## Set problem:
Locate each line in the entries below that contains the string "wooden", and copy every such line in full. Matching is case-sensitive.
━━━ Records supplied
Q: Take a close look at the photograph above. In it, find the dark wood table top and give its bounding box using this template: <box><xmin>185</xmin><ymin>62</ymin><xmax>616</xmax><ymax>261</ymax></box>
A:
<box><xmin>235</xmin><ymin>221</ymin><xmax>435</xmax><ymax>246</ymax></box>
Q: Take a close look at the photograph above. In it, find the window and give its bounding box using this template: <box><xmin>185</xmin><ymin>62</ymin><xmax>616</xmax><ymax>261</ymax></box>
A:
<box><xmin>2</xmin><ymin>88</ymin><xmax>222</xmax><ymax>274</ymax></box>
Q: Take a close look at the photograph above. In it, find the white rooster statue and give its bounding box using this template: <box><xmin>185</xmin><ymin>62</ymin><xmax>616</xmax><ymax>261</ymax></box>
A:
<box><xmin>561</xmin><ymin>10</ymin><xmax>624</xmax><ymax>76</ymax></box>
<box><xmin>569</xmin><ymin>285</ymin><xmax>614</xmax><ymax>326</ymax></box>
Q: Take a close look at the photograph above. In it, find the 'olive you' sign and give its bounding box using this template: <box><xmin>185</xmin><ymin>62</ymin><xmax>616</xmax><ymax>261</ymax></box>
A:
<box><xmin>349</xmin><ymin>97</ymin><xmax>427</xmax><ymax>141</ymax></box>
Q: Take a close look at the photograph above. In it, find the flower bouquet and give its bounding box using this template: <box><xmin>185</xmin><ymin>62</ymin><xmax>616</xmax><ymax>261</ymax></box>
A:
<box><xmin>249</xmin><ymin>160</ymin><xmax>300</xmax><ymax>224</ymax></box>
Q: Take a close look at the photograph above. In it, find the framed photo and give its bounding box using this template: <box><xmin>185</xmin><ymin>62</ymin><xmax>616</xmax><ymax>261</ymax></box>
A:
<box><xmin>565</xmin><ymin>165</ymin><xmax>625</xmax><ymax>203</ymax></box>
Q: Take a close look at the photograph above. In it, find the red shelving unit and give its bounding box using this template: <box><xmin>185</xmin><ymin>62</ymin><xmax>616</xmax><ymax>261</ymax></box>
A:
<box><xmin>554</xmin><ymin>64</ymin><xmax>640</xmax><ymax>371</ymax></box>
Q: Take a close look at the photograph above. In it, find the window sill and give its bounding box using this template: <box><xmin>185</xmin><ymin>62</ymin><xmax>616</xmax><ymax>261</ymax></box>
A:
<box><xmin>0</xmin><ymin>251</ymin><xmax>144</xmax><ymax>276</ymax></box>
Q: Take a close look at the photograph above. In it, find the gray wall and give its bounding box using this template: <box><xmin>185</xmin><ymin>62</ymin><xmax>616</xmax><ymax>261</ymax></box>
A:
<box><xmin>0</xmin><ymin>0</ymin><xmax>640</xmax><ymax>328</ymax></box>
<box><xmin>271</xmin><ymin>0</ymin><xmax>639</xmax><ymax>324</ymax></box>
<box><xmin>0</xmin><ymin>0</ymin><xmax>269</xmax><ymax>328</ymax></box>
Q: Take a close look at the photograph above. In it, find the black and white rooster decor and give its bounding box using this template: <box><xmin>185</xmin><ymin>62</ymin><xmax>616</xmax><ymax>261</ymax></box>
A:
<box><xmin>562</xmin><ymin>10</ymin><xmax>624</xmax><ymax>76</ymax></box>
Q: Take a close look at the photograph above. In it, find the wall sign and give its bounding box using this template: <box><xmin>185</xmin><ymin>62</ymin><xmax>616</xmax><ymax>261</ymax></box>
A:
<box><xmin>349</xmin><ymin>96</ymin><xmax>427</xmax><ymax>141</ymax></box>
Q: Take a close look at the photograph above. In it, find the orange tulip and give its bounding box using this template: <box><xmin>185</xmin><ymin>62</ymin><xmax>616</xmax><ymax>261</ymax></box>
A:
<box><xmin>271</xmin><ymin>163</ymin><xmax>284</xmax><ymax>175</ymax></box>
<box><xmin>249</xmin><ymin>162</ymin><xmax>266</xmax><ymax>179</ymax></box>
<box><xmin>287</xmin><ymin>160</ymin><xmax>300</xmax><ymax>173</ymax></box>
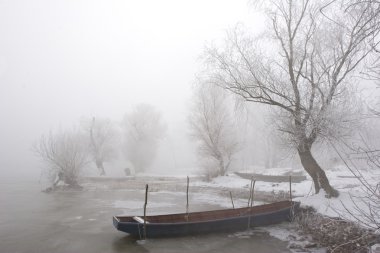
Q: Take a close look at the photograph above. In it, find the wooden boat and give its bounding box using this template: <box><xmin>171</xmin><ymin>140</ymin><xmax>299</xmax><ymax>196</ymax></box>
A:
<box><xmin>235</xmin><ymin>172</ymin><xmax>307</xmax><ymax>183</ymax></box>
<box><xmin>113</xmin><ymin>201</ymin><xmax>300</xmax><ymax>239</ymax></box>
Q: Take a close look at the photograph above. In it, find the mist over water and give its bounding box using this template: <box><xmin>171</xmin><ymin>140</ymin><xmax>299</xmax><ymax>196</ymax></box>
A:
<box><xmin>0</xmin><ymin>183</ymin><xmax>288</xmax><ymax>252</ymax></box>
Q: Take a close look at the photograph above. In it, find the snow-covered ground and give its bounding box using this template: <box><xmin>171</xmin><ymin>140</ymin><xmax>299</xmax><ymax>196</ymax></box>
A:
<box><xmin>192</xmin><ymin>166</ymin><xmax>380</xmax><ymax>229</ymax></box>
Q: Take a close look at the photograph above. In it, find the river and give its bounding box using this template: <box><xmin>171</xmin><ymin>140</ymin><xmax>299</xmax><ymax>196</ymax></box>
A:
<box><xmin>0</xmin><ymin>182</ymin><xmax>290</xmax><ymax>253</ymax></box>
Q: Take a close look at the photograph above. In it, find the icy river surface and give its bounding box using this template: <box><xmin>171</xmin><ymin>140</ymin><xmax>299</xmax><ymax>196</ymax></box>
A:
<box><xmin>0</xmin><ymin>182</ymin><xmax>289</xmax><ymax>253</ymax></box>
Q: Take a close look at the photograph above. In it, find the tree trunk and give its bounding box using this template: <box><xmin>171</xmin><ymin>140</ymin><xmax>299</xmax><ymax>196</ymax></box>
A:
<box><xmin>298</xmin><ymin>149</ymin><xmax>339</xmax><ymax>198</ymax></box>
<box><xmin>95</xmin><ymin>160</ymin><xmax>106</xmax><ymax>176</ymax></box>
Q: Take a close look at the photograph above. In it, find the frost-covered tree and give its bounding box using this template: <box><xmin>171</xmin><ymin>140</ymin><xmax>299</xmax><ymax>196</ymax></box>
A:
<box><xmin>33</xmin><ymin>130</ymin><xmax>89</xmax><ymax>187</ymax></box>
<box><xmin>205</xmin><ymin>0</ymin><xmax>379</xmax><ymax>197</ymax></box>
<box><xmin>189</xmin><ymin>84</ymin><xmax>239</xmax><ymax>178</ymax></box>
<box><xmin>123</xmin><ymin>104</ymin><xmax>166</xmax><ymax>171</ymax></box>
<box><xmin>81</xmin><ymin>118</ymin><xmax>118</xmax><ymax>176</ymax></box>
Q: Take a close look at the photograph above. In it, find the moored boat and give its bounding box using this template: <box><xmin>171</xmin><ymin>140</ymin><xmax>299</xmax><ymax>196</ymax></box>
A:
<box><xmin>113</xmin><ymin>201</ymin><xmax>300</xmax><ymax>238</ymax></box>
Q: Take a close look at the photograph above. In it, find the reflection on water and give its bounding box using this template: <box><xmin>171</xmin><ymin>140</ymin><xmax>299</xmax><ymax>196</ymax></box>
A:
<box><xmin>0</xmin><ymin>183</ymin><xmax>289</xmax><ymax>252</ymax></box>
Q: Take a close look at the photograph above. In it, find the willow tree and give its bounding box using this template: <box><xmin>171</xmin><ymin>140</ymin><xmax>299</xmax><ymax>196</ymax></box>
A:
<box><xmin>189</xmin><ymin>84</ymin><xmax>239</xmax><ymax>178</ymax></box>
<box><xmin>205</xmin><ymin>0</ymin><xmax>379</xmax><ymax>197</ymax></box>
<box><xmin>81</xmin><ymin>118</ymin><xmax>118</xmax><ymax>176</ymax></box>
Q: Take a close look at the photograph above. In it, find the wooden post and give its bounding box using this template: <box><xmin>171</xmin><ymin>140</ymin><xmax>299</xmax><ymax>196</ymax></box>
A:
<box><xmin>250</xmin><ymin>180</ymin><xmax>256</xmax><ymax>208</ymax></box>
<box><xmin>186</xmin><ymin>176</ymin><xmax>189</xmax><ymax>221</ymax></box>
<box><xmin>248</xmin><ymin>177</ymin><xmax>256</xmax><ymax>207</ymax></box>
<box><xmin>248</xmin><ymin>177</ymin><xmax>256</xmax><ymax>229</ymax></box>
<box><xmin>289</xmin><ymin>175</ymin><xmax>293</xmax><ymax>201</ymax></box>
<box><xmin>230</xmin><ymin>192</ymin><xmax>235</xmax><ymax>209</ymax></box>
<box><xmin>144</xmin><ymin>184</ymin><xmax>149</xmax><ymax>240</ymax></box>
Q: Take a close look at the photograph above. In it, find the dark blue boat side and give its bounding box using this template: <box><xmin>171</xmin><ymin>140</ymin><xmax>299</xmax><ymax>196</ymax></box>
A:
<box><xmin>113</xmin><ymin>201</ymin><xmax>300</xmax><ymax>238</ymax></box>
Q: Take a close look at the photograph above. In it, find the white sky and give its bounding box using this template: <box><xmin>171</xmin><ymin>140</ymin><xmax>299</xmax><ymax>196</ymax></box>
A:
<box><xmin>0</xmin><ymin>0</ymin><xmax>262</xmax><ymax>180</ymax></box>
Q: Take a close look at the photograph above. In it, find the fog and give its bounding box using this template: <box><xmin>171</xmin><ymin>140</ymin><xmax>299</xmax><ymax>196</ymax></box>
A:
<box><xmin>0</xmin><ymin>0</ymin><xmax>260</xmax><ymax>179</ymax></box>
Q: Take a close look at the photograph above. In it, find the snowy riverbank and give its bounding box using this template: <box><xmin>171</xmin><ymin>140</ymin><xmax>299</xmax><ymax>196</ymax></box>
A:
<box><xmin>78</xmin><ymin>167</ymin><xmax>380</xmax><ymax>252</ymax></box>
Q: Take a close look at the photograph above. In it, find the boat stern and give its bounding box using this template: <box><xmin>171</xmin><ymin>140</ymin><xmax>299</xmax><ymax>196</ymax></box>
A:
<box><xmin>112</xmin><ymin>216</ymin><xmax>120</xmax><ymax>230</ymax></box>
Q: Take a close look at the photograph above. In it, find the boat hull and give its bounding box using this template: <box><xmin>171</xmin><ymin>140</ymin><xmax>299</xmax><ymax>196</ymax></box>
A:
<box><xmin>113</xmin><ymin>202</ymin><xmax>299</xmax><ymax>238</ymax></box>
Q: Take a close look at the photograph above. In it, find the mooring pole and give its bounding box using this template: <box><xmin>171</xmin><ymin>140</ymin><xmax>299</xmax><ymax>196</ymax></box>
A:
<box><xmin>289</xmin><ymin>175</ymin><xmax>293</xmax><ymax>201</ymax></box>
<box><xmin>144</xmin><ymin>184</ymin><xmax>149</xmax><ymax>240</ymax></box>
<box><xmin>248</xmin><ymin>177</ymin><xmax>256</xmax><ymax>229</ymax></box>
<box><xmin>186</xmin><ymin>176</ymin><xmax>189</xmax><ymax>221</ymax></box>
<box><xmin>230</xmin><ymin>192</ymin><xmax>235</xmax><ymax>209</ymax></box>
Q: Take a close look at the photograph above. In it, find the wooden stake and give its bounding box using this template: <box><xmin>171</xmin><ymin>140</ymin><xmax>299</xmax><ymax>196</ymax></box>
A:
<box><xmin>144</xmin><ymin>184</ymin><xmax>149</xmax><ymax>240</ymax></box>
<box><xmin>250</xmin><ymin>180</ymin><xmax>256</xmax><ymax>208</ymax></box>
<box><xmin>289</xmin><ymin>176</ymin><xmax>293</xmax><ymax>201</ymax></box>
<box><xmin>186</xmin><ymin>176</ymin><xmax>189</xmax><ymax>221</ymax></box>
<box><xmin>248</xmin><ymin>177</ymin><xmax>256</xmax><ymax>229</ymax></box>
<box><xmin>248</xmin><ymin>177</ymin><xmax>254</xmax><ymax>207</ymax></box>
<box><xmin>230</xmin><ymin>192</ymin><xmax>235</xmax><ymax>209</ymax></box>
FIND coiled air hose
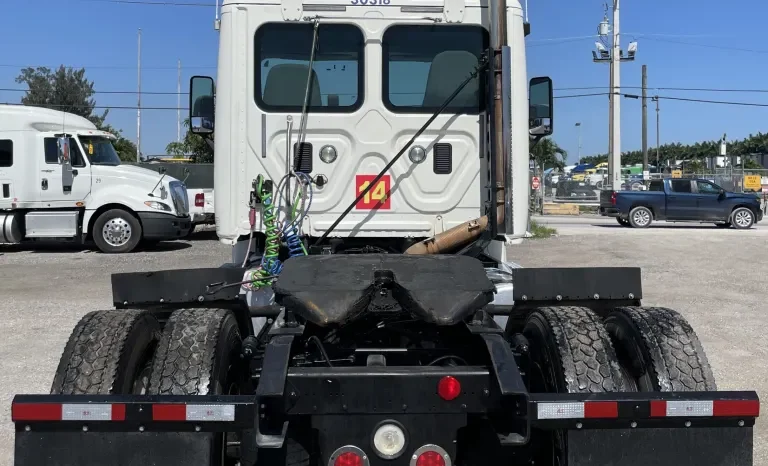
━━━━━━
## Solution:
Q: Take a close look at the photograph above. In it, find the wooden boat and give its bounding box using this template: <box><xmin>171</xmin><ymin>140</ymin><xmax>299</xmax><ymax>196</ymax></box>
Q: Take a close look at the photograph above. In it, find the wooden post and give its bounding box using this template: <box><xmin>171</xmin><ymin>140</ymin><xmax>299</xmax><ymax>196</ymax></box>
Q: Take a close look at the photograph above. In it, find the wooden stake and give its bounding box using this template: <box><xmin>171</xmin><ymin>140</ymin><xmax>299</xmax><ymax>196</ymax></box>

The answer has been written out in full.